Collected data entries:
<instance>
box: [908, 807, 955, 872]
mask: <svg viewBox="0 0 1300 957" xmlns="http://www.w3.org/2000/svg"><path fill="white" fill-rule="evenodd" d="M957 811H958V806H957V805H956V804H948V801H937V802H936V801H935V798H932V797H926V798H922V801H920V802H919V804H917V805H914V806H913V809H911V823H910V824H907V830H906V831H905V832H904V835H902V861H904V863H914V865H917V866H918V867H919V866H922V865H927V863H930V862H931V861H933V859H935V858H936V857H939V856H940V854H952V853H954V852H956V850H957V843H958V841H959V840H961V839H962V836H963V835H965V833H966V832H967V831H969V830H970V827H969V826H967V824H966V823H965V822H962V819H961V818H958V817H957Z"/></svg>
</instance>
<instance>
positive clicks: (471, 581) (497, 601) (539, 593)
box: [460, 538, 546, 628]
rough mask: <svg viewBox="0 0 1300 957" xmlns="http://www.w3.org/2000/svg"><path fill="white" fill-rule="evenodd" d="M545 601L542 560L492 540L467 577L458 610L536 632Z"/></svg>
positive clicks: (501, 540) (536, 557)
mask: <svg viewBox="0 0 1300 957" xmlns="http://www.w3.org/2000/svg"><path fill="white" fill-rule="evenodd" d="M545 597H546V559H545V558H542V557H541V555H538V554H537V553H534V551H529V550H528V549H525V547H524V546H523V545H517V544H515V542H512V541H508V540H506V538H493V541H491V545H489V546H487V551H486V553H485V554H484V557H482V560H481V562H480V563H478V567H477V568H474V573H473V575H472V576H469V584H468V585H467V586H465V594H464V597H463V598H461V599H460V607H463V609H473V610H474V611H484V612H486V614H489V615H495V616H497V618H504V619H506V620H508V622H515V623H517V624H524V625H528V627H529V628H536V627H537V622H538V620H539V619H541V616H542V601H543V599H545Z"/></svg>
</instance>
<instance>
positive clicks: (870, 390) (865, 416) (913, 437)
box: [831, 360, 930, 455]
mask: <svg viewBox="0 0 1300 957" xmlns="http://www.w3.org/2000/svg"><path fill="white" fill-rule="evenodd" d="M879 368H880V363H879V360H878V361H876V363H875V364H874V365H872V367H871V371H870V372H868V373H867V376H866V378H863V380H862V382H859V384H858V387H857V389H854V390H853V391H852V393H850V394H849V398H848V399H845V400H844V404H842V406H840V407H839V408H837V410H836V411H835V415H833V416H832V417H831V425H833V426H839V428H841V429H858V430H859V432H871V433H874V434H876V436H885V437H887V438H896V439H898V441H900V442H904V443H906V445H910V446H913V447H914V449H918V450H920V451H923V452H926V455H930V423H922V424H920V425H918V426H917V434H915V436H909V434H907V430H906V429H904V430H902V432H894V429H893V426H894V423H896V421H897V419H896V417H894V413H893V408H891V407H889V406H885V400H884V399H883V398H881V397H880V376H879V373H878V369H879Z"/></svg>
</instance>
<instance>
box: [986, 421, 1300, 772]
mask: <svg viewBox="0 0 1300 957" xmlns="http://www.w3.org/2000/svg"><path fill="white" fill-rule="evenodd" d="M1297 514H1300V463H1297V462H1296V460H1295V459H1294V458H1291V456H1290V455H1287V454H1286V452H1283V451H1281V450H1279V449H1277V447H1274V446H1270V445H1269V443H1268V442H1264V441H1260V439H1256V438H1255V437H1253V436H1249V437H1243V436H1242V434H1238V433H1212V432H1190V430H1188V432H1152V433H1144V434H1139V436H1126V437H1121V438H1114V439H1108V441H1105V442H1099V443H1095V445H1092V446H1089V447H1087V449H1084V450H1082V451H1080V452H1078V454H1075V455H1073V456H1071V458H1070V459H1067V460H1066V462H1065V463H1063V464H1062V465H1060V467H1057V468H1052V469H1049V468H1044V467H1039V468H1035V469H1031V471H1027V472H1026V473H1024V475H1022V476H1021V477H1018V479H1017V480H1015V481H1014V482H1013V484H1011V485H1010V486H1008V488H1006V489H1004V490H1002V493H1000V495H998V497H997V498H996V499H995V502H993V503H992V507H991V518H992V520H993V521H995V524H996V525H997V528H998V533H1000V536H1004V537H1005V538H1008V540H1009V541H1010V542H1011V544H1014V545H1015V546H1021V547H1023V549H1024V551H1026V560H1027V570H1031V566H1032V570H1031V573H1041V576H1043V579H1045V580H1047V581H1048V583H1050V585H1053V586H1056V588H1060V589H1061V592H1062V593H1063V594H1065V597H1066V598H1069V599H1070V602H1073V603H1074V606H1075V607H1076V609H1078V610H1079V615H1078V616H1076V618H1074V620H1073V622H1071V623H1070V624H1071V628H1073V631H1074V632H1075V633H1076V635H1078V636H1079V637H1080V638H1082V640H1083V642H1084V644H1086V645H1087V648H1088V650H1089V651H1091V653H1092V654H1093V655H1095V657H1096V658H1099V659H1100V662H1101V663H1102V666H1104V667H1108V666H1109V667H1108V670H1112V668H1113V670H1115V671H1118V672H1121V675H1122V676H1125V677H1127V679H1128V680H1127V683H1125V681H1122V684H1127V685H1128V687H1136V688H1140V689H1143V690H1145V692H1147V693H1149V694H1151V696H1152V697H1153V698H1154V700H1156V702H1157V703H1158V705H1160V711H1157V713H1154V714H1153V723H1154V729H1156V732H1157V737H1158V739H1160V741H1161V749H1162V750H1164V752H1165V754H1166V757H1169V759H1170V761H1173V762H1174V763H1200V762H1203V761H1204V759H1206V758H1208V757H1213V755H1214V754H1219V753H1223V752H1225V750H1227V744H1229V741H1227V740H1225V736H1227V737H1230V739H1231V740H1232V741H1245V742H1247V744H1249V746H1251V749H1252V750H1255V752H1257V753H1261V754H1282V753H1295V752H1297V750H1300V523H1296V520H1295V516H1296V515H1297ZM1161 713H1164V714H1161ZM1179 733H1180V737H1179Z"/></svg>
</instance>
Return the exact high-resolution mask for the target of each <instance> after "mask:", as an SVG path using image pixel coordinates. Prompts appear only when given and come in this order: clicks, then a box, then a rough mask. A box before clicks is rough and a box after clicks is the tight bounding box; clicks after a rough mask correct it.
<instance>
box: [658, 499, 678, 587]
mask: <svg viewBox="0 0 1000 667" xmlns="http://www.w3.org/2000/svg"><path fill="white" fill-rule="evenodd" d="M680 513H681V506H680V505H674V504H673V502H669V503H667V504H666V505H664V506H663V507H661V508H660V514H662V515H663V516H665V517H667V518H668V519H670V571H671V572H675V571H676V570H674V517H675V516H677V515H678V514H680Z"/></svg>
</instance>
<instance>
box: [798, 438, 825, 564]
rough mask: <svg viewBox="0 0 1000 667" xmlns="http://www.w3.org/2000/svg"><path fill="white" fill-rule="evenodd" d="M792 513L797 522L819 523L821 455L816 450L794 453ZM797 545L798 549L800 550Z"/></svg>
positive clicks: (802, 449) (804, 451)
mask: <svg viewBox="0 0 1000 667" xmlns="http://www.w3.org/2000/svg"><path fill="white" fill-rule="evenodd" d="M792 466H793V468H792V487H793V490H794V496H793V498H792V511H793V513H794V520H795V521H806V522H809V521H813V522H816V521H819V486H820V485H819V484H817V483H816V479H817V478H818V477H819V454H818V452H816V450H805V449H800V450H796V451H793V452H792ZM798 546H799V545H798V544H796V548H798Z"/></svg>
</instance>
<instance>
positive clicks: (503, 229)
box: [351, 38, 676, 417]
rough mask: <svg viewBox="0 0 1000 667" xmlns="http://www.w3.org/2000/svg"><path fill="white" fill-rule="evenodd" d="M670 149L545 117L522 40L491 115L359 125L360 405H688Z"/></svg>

Work task:
Reproduce every line above, character for character.

Reply to the exercise:
<instance>
box: [908, 807, 955, 872]
mask: <svg viewBox="0 0 1300 957" xmlns="http://www.w3.org/2000/svg"><path fill="white" fill-rule="evenodd" d="M957 811H958V806H957V805H956V804H948V801H937V802H936V801H935V798H932V797H926V798H922V801H920V802H919V804H917V805H914V806H913V809H911V823H910V824H907V830H906V831H905V832H904V835H902V861H904V863H914V865H917V866H918V867H919V866H922V865H927V863H930V862H931V861H933V859H935V858H936V857H939V856H940V854H952V853H954V852H956V850H957V843H958V841H959V840H961V839H962V836H963V835H965V833H966V832H967V831H969V830H970V827H969V826H967V824H966V823H965V822H962V819H961V818H958V817H957Z"/></svg>
</instance>
<instance>
positive clicks: (471, 581) (497, 601) (539, 593)
box: [460, 538, 546, 628]
rough mask: <svg viewBox="0 0 1300 957" xmlns="http://www.w3.org/2000/svg"><path fill="white" fill-rule="evenodd" d="M545 601L542 560L492 540L467 577L458 610L536 632Z"/></svg>
positive clicks: (501, 540) (536, 557)
mask: <svg viewBox="0 0 1300 957" xmlns="http://www.w3.org/2000/svg"><path fill="white" fill-rule="evenodd" d="M545 597H546V559H545V558H542V557H541V555H538V554H537V553H534V551H529V550H528V549H525V547H524V546H523V545H517V544H515V542H512V541H508V540H506V538H493V541H491V545H489V546H487V551H486V553H485V554H484V557H482V560H481V562H480V563H478V567H477V568H474V573H473V575H472V576H469V584H468V585H467V586H465V594H464V597H463V598H461V599H460V607H463V609H473V610H474V611H484V612H486V614H489V615H495V616H497V618H504V619H506V620H508V622H515V623H517V624H524V625H528V627H529V628H536V627H537V622H538V620H539V619H541V616H542V601H543V599H545Z"/></svg>
</instance>
<instance>
positive clicks: (870, 390) (865, 416) (913, 437)
box: [831, 360, 930, 455]
mask: <svg viewBox="0 0 1300 957" xmlns="http://www.w3.org/2000/svg"><path fill="white" fill-rule="evenodd" d="M879 368H880V363H879V360H878V361H876V363H875V364H874V365H872V367H871V371H870V372H868V373H867V376H866V378H863V380H862V382H859V384H858V387H857V389H854V390H853V391H852V393H850V394H849V398H848V399H845V400H844V404H842V406H840V407H839V408H837V410H836V411H835V415H833V416H832V417H831V425H833V426H839V428H841V429H858V430H859V432H871V433H874V434H876V436H885V437H887V438H896V439H898V441H900V442H904V443H906V445H910V446H913V447H914V449H918V450H920V451H923V452H926V455H930V423H922V424H920V425H918V426H917V434H915V436H909V434H907V430H906V429H904V430H902V432H894V429H893V426H894V423H896V421H897V419H896V417H894V413H893V408H891V407H889V406H885V400H884V399H883V398H881V397H880V376H879V373H878V369H879Z"/></svg>
</instance>
<instance>
box: [986, 421, 1300, 772]
mask: <svg viewBox="0 0 1300 957" xmlns="http://www.w3.org/2000/svg"><path fill="white" fill-rule="evenodd" d="M1297 514H1300V463H1297V462H1296V460H1295V459H1294V458H1291V456H1290V455H1287V454H1286V452H1283V451H1281V450H1279V449H1277V447H1274V446H1270V445H1269V443H1268V442H1264V441H1260V439H1256V438H1255V437H1253V436H1249V437H1243V436H1242V434H1238V433H1212V432H1190V430H1188V432H1152V433H1144V434H1139V436H1126V437H1121V438H1114V439H1108V441H1105V442H1099V443H1095V445H1092V446H1089V447H1087V449H1084V450H1082V451H1080V452H1078V454H1075V455H1073V456H1071V458H1070V459H1067V460H1066V462H1065V463H1063V464H1062V465H1060V467H1057V468H1052V469H1049V468H1044V467H1039V468H1035V469H1031V471H1027V472H1026V473H1024V475H1022V476H1021V477H1018V479H1017V480H1015V481H1014V482H1013V484H1011V485H1010V486H1008V488H1006V489H1004V490H1002V493H1000V495H998V497H997V498H996V499H995V502H993V503H992V507H991V518H992V520H993V521H995V524H996V525H997V528H998V533H1000V536H1004V537H1005V538H1008V540H1009V541H1010V542H1011V544H1014V545H1015V546H1021V547H1023V549H1024V551H1026V560H1027V570H1031V566H1032V570H1031V573H1041V576H1043V579H1045V580H1047V581H1048V583H1050V585H1053V586H1056V588H1060V589H1061V592H1062V593H1063V594H1065V597H1066V598H1069V599H1070V602H1073V603H1074V606H1075V607H1076V609H1078V610H1079V615H1078V616H1076V618H1074V620H1073V622H1071V623H1070V624H1071V628H1073V631H1074V632H1075V633H1076V635H1078V636H1079V637H1080V638H1082V640H1083V642H1084V644H1086V645H1087V648H1088V650H1089V651H1091V653H1092V654H1093V655H1095V657H1096V658H1099V659H1100V662H1101V663H1102V666H1104V667H1108V666H1109V667H1108V670H1112V668H1113V670H1115V671H1118V672H1121V675H1122V676H1125V677H1127V679H1128V680H1127V683H1125V681H1122V684H1127V685H1128V687H1136V688H1140V689H1143V690H1145V692H1147V693H1149V694H1151V696H1152V697H1153V698H1154V700H1156V702H1157V703H1158V705H1160V711H1157V713H1154V714H1153V723H1154V729H1156V732H1157V737H1158V739H1160V741H1161V749H1162V750H1164V752H1165V754H1166V757H1169V759H1170V761H1173V762H1174V763H1200V762H1203V761H1204V759H1206V758H1208V757H1213V755H1214V754H1219V753H1223V752H1225V750H1227V744H1229V741H1227V740H1225V736H1227V737H1230V739H1231V740H1232V741H1245V742H1247V744H1249V746H1251V749H1252V750H1255V752H1257V753H1261V754H1282V753H1295V752H1297V750H1300V523H1296V520H1295V516H1296V515H1297ZM1161 713H1164V714H1161ZM1179 733H1180V737H1179Z"/></svg>
</instance>
Return the exact high-resolution mask for the target of each <instance> after "mask:", as an SVG path using image pixel coordinates. Prompts appear only when given and come in this order: clicks, then a box, then a rough mask. A box before clicks is rough and a box after clicks is the tight bounding box; clicks after a rough mask correct it.
<instance>
box: [658, 499, 678, 587]
mask: <svg viewBox="0 0 1000 667" xmlns="http://www.w3.org/2000/svg"><path fill="white" fill-rule="evenodd" d="M680 513H681V506H680V505H674V504H673V502H669V503H667V504H666V505H664V506H663V507H661V508H660V514H662V515H663V516H665V517H667V518H668V519H670V571H671V572H675V571H676V570H674V517H675V516H677V515H678V514H680Z"/></svg>
</instance>
<instance>
box: [798, 438, 825, 564]
rough mask: <svg viewBox="0 0 1000 667" xmlns="http://www.w3.org/2000/svg"><path fill="white" fill-rule="evenodd" d="M792 513L797 522L819 523L821 455L816 450L794 453ZM797 545L798 549L800 550Z"/></svg>
positive clicks: (802, 449) (804, 451)
mask: <svg viewBox="0 0 1000 667" xmlns="http://www.w3.org/2000/svg"><path fill="white" fill-rule="evenodd" d="M792 466H793V468H792V487H793V490H794V496H793V498H792V511H793V513H794V520H795V521H806V522H809V521H813V522H816V521H819V486H820V485H819V484H817V483H816V479H817V478H818V477H819V454H818V452H816V450H805V449H800V450H796V451H793V452H792ZM798 546H799V545H798V544H796V548H798Z"/></svg>
</instance>
<instance>
positive clicks: (503, 229)
box: [351, 38, 676, 417]
rough mask: <svg viewBox="0 0 1000 667" xmlns="http://www.w3.org/2000/svg"><path fill="white" fill-rule="evenodd" d="M670 149L545 117L522 40L491 115L359 125L360 405H688Z"/></svg>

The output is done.